## [Task to complete]
For this listing, the lines between the one holding "bare forearm to" and the one holding "lower black reel", inclusive, must be set down exactly.

## [Supplied material]
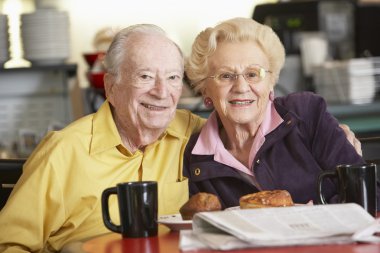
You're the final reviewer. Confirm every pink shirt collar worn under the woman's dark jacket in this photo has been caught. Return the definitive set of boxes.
[191,101,284,176]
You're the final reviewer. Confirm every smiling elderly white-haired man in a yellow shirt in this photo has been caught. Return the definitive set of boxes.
[0,25,203,252]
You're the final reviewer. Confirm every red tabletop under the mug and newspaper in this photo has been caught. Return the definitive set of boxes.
[82,225,380,253]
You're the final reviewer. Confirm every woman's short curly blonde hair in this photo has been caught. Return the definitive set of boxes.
[185,18,285,93]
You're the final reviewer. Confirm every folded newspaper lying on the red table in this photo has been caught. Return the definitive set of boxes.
[179,203,380,251]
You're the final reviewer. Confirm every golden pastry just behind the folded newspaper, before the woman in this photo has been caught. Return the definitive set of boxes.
[239,190,294,209]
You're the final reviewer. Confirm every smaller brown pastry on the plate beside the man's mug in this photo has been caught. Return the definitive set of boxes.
[179,192,222,220]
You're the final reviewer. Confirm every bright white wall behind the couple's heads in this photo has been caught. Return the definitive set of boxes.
[0,0,274,87]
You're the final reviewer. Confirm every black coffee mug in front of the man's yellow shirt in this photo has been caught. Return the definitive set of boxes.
[102,181,158,237]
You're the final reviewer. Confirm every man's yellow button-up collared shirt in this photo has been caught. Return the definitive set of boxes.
[0,102,205,252]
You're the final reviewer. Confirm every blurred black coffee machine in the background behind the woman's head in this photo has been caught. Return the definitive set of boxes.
[253,1,355,59]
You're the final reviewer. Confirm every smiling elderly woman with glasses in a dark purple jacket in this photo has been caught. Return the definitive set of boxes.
[184,18,378,208]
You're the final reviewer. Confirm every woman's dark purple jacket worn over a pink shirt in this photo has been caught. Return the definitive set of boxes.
[183,92,380,208]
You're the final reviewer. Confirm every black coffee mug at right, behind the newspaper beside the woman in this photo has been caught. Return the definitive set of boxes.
[317,164,377,217]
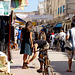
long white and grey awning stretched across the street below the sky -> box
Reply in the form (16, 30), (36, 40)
(16, 14), (53, 20)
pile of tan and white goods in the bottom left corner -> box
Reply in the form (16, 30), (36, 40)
(0, 51), (13, 75)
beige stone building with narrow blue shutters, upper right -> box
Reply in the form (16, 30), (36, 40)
(45, 0), (75, 30)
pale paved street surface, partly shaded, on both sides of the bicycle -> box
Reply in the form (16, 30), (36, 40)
(11, 50), (75, 75)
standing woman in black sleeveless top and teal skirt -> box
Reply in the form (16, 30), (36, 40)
(20, 21), (33, 69)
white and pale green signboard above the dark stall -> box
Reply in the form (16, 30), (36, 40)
(0, 1), (11, 16)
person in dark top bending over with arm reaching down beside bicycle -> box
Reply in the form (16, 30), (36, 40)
(29, 40), (49, 72)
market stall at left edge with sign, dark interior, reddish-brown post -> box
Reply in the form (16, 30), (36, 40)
(0, 0), (11, 73)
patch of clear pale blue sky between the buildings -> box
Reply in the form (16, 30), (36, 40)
(14, 0), (44, 12)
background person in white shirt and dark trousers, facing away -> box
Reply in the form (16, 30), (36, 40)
(56, 28), (66, 52)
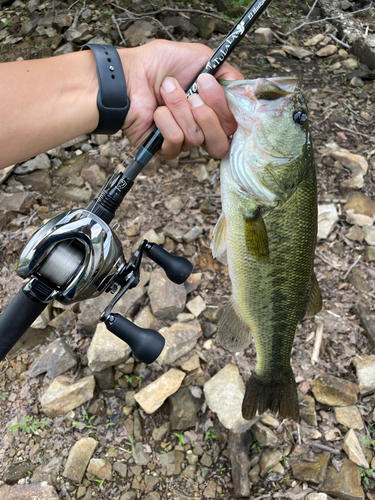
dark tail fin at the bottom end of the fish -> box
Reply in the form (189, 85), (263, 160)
(242, 373), (299, 420)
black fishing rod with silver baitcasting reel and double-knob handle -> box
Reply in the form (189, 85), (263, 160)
(0, 0), (272, 363)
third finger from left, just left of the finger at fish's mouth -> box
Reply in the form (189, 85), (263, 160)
(189, 94), (229, 158)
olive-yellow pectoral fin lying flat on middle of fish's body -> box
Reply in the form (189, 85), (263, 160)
(244, 210), (269, 262)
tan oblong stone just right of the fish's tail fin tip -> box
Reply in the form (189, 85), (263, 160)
(312, 374), (359, 406)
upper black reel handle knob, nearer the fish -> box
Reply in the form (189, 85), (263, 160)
(145, 243), (193, 285)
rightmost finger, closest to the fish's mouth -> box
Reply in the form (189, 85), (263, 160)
(198, 73), (237, 135)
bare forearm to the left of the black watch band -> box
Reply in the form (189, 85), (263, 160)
(0, 50), (99, 168)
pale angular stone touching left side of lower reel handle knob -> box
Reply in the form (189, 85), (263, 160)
(87, 323), (131, 372)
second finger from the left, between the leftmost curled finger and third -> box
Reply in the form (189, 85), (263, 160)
(160, 77), (204, 151)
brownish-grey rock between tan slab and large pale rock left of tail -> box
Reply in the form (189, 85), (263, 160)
(169, 387), (203, 431)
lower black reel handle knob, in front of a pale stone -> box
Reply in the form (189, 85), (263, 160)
(105, 313), (165, 363)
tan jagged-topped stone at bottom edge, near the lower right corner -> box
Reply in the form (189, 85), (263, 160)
(320, 459), (365, 500)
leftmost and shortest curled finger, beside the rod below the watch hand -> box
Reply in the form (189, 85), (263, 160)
(154, 106), (185, 160)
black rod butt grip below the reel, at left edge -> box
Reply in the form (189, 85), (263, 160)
(0, 288), (48, 361)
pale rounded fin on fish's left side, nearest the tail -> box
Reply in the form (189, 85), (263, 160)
(217, 295), (251, 352)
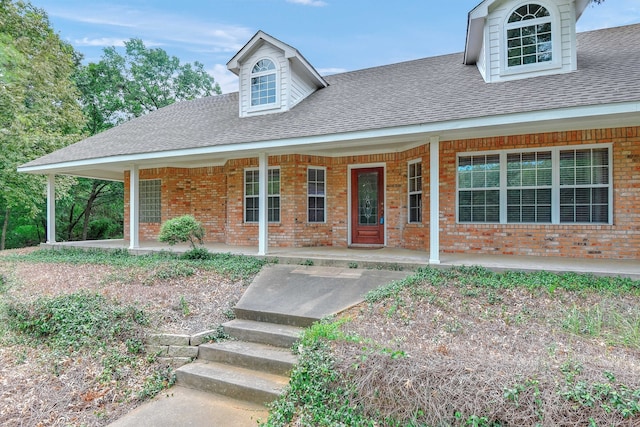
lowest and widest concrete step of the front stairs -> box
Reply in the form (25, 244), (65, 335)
(176, 360), (289, 404)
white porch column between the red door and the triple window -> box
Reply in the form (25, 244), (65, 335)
(429, 136), (440, 264)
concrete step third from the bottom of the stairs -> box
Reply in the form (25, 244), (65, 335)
(222, 319), (302, 348)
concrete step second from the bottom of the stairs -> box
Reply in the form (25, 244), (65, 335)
(198, 341), (297, 376)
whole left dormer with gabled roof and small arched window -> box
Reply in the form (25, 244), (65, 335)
(227, 31), (328, 117)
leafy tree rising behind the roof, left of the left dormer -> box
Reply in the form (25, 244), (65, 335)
(76, 39), (221, 128)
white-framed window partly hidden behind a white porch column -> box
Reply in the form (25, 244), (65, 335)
(244, 168), (280, 222)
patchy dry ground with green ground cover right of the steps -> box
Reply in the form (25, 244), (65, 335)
(265, 267), (640, 426)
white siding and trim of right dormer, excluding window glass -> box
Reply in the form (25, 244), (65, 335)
(465, 0), (584, 82)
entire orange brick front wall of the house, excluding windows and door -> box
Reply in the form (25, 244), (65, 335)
(125, 127), (640, 258)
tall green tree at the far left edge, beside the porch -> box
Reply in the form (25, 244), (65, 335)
(0, 0), (84, 250)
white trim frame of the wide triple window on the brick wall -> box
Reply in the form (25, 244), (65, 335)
(455, 143), (614, 226)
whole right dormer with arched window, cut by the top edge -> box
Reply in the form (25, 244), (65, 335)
(464, 0), (591, 83)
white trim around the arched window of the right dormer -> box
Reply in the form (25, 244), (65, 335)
(500, 0), (562, 77)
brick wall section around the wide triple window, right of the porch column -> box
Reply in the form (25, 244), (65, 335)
(440, 127), (640, 259)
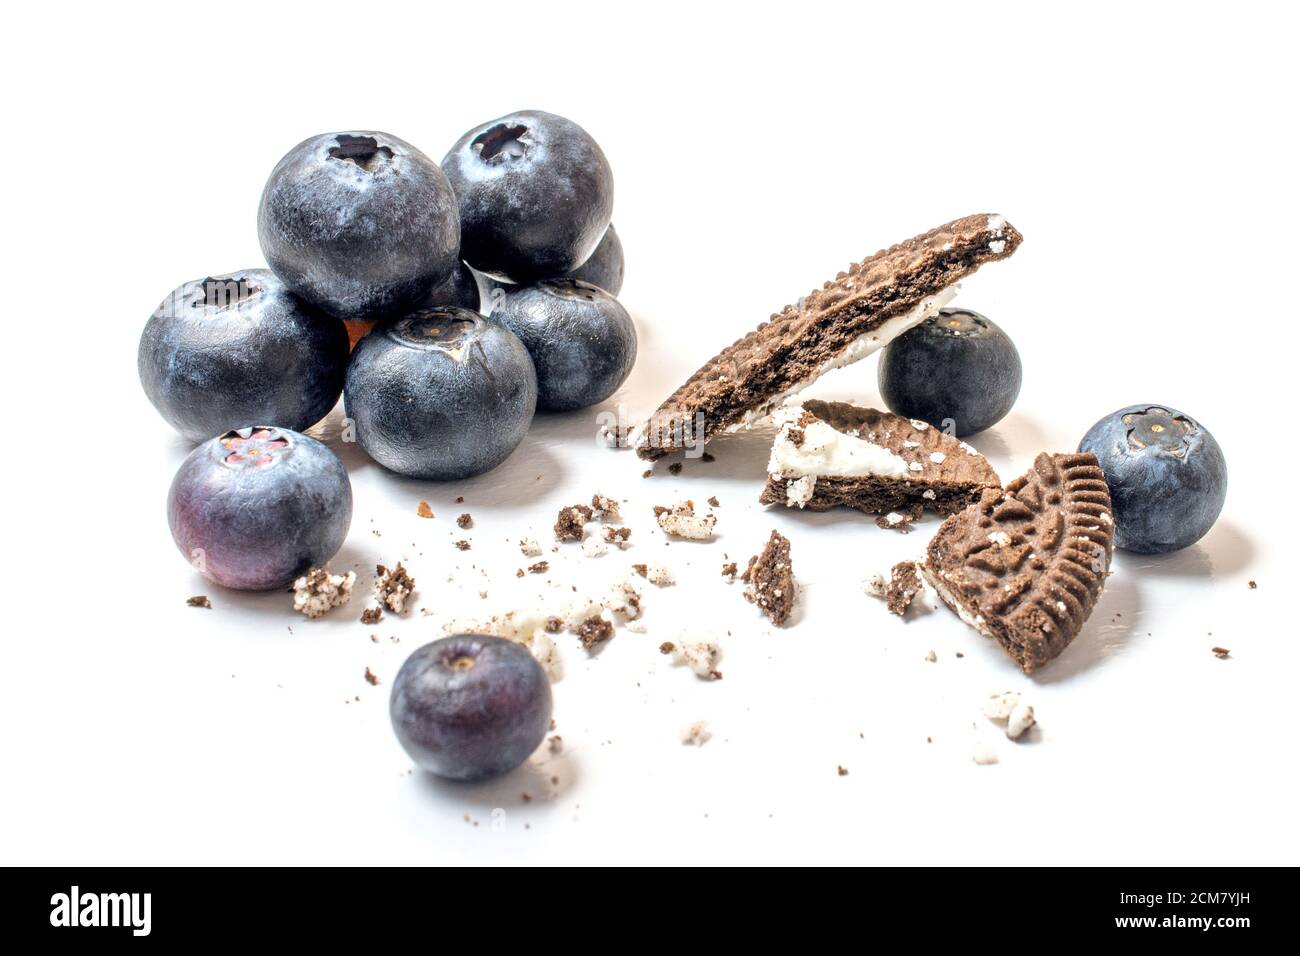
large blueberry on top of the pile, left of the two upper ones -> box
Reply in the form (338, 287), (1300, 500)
(257, 133), (460, 319)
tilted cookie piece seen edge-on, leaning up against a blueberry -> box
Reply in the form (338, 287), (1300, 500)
(633, 213), (1021, 460)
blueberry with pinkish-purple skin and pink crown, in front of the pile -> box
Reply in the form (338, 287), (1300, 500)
(166, 425), (352, 591)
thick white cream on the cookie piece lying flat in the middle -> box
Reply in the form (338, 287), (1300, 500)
(767, 405), (907, 478)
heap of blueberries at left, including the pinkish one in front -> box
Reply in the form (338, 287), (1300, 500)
(139, 111), (637, 589)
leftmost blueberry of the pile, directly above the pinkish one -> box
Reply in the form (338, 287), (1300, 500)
(138, 269), (347, 442)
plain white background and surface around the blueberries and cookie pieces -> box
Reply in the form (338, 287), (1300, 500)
(0, 1), (1300, 865)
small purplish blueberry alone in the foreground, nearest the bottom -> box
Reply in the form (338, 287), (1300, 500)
(389, 633), (551, 780)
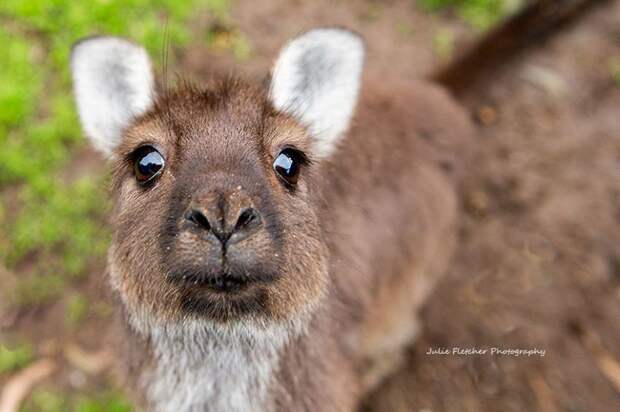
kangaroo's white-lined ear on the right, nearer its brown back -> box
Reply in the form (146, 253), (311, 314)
(270, 28), (364, 157)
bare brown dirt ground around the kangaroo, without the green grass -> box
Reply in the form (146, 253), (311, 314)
(4, 0), (620, 412)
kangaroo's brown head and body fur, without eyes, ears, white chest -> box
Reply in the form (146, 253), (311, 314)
(110, 71), (472, 411)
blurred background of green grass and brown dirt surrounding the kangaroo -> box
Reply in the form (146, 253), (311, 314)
(0, 0), (620, 412)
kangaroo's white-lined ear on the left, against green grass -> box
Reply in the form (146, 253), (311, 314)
(71, 37), (154, 155)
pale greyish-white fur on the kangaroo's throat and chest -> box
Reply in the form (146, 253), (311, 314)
(135, 323), (300, 412)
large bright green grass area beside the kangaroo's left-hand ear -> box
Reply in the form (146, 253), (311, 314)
(0, 0), (230, 304)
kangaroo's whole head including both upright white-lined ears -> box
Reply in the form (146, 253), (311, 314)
(72, 29), (363, 330)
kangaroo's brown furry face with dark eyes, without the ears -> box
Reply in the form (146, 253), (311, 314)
(111, 83), (326, 321)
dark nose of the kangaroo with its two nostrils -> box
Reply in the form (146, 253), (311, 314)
(185, 195), (262, 246)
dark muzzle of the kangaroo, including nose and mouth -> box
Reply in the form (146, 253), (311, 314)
(165, 182), (278, 300)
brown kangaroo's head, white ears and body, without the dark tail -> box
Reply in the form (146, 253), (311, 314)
(71, 0), (604, 412)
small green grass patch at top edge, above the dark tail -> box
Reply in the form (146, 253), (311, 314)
(417, 0), (523, 30)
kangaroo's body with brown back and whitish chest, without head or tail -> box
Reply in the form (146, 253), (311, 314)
(109, 82), (472, 411)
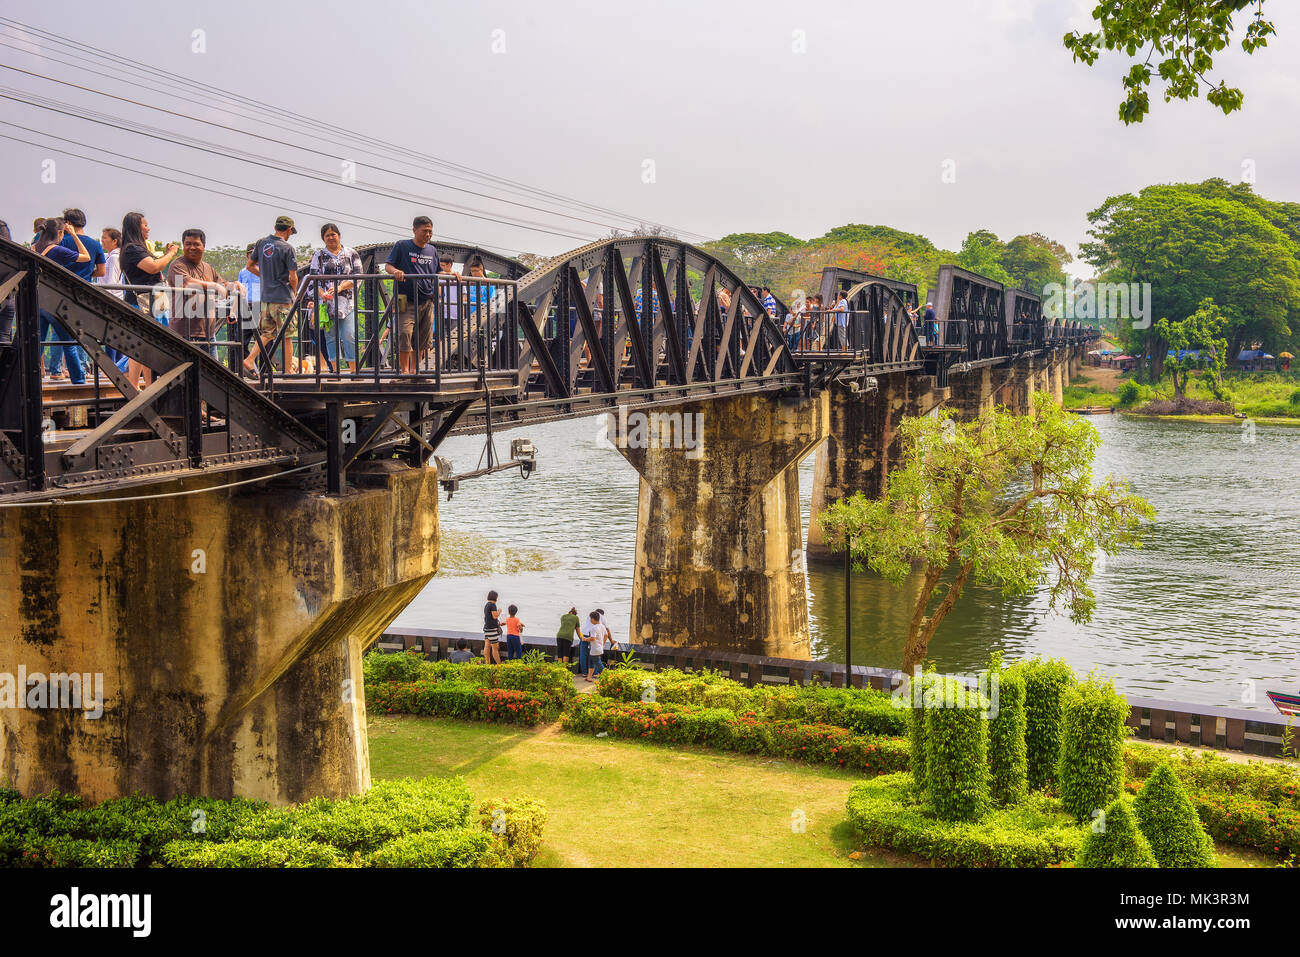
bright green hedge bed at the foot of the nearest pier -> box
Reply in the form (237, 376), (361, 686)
(0, 778), (546, 867)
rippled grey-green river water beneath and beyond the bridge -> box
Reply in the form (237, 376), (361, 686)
(395, 415), (1300, 711)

## [Output of the task]
bare forearm to the left of the black watch band -> box
Reply in the form (189, 85), (263, 160)
(0, 50), (99, 168)
pale angular stone touching left side of lower reel handle knob -> box
Reply in the form (189, 85), (263, 160)
(87, 323), (131, 372)
second finger from the left, between the leftmost curled finger and third -> box
Reply in the form (189, 85), (263, 160)
(160, 77), (204, 151)
brownish-grey rock between tan slab and large pale rock left of tail -> box
Reply in the form (189, 85), (263, 160)
(169, 387), (203, 431)
lower black reel handle knob, in front of a pale stone -> box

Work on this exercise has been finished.